Problems to solve
1. Copy the epoll patch note word for word, from "Not every device" to "pollflags in a hand.".
2. Answer from the epoll patch note:
(a) Why can't vfs_poll() be called from ep_poll_callback()?
(b) What does the new `struct uepitem` include?
(c) On what date was the message sent?

Page
▬▬▬
Received-SPF: pass (google.com: best guess record for domain of linux-kernel-owner@vger.kernel.org designates 209.132.180.67 as permitted sender) client-ip=209.132.180.67;
From:   Roman Penyaev <rpenyaev@suse.de>
Cc:     Roman Penyaev <rpenyaev@suse.de>,
        Andrew Morton <akpm@linux-foundation.org>,
        Al Viro <viro@zeniv.linux.org.uk>,
        Linus Torvalds <torvalds@linux-foundation.org>,
        linux-fsdevel@vger.kernel.org, linux-kernel@vger.kernel.org
Subject: [PATCH v4 05/14] epoll: offload polling to a work in case of epfd polled from userspace
Date:   Tue, 11 Jun 2019 16:54:49 +0200
Message-Id: <20190611145458.9540-6-rpenyaev@suse.de>
In-Reply-To: <20190611145458.9540-1-rpenyaev@suse.de>
References: <20190611145458.9540-1-rpenyaev@suse.de>
MIME-Version: 1.0
Content-Transfer-Encoding: 8bit
To:     unlisted-recipients:; (no To-header on input)
Sender: linux-kernel-owner@vger.kernel.org
Precedence: bulk

Not every device reports pollflags on wake_up(), expecting that it will be
polled later.  vfs_poll() can't be called from ep_poll_callback(), because
ep_poll_callback() is called under the spinlock.  Obviously userspace can't
call vfs_poll(), thus epoll has to offload vfs_poll() to a work and then to
call ep_poll_callback() with pollflags in a hand.

In order not to bloat the size of `struct epitem` with `struct work_struct`
new `struct uepitem` includes original epi and work.  Thus for ep pollable
from user new `struct uepitem` will be allocated.  This will be done in
the following patches.
▬▬▬
Dataset
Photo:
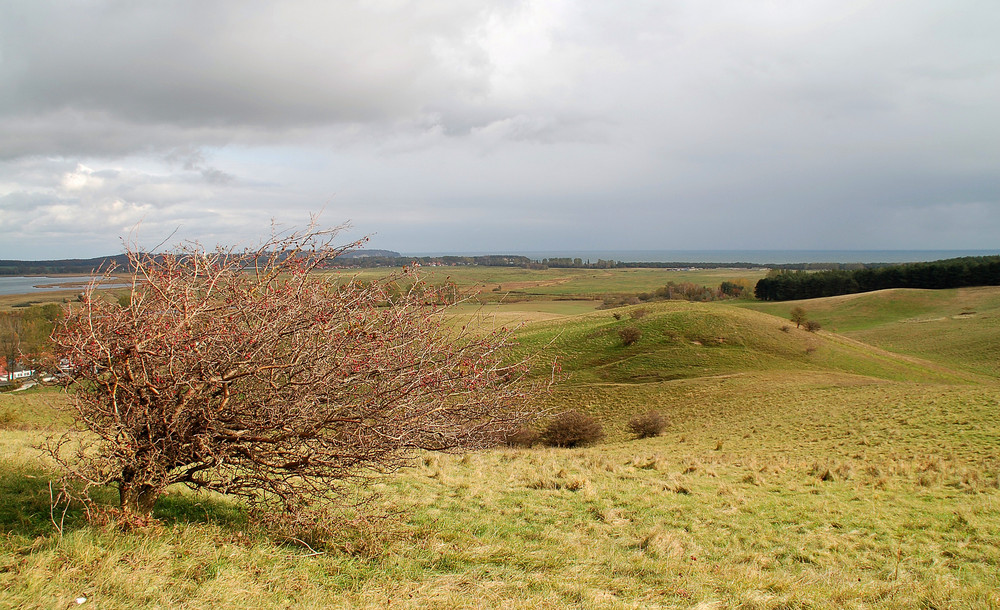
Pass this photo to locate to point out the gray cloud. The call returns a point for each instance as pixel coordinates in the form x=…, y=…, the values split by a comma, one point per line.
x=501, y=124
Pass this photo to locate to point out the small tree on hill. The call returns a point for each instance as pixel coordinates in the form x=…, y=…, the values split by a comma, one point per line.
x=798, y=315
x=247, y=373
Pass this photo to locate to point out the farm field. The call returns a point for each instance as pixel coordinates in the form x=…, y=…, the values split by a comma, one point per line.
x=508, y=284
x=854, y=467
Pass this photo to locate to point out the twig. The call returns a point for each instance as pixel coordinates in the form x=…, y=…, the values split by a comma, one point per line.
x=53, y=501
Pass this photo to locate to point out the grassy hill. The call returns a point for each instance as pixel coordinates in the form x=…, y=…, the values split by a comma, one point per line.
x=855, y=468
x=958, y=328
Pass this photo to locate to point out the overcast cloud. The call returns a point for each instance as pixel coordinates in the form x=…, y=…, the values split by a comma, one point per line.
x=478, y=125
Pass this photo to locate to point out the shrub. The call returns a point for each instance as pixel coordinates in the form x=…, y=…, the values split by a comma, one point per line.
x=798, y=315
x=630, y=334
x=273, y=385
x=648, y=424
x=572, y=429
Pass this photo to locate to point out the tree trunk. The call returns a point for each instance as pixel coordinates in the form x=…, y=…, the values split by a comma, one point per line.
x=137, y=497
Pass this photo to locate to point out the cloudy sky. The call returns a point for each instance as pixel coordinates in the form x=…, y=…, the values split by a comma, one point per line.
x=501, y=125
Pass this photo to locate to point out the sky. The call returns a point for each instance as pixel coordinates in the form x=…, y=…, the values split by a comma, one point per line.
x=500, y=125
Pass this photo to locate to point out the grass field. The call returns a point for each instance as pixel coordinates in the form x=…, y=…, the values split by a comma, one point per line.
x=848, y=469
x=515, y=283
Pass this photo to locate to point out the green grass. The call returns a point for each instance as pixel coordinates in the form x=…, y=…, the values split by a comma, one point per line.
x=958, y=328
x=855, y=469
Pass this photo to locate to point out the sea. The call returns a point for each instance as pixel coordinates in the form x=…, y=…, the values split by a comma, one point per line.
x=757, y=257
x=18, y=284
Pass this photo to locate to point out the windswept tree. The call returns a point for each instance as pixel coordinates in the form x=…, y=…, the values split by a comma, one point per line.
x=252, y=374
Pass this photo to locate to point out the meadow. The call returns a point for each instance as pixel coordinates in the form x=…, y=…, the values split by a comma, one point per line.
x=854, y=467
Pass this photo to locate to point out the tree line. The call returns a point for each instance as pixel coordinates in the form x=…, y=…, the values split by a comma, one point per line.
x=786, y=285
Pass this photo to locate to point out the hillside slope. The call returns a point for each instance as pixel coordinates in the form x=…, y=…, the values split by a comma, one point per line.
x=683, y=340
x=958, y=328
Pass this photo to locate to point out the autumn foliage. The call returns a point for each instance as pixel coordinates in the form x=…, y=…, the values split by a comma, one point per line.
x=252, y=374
▬▬▬
Problem solutions
1.
Not every device reports pollflags on wake_up(), expecting that it will be
polled later.  vfs_poll() can't be called from ep_poll_callback(), because
ep_poll_callback() is called under the spinlock.  Obviously userspace can't
call vfs_poll(), thus epoll has to offload vfs_poll() to a work and then to
call ep_poll_callback() with pollflags in a hand.

2.
(a) Because ep_poll_callback() is called under the spinlock.
(b) The original epi and work.
(c) Tuesday, 11 June 2019.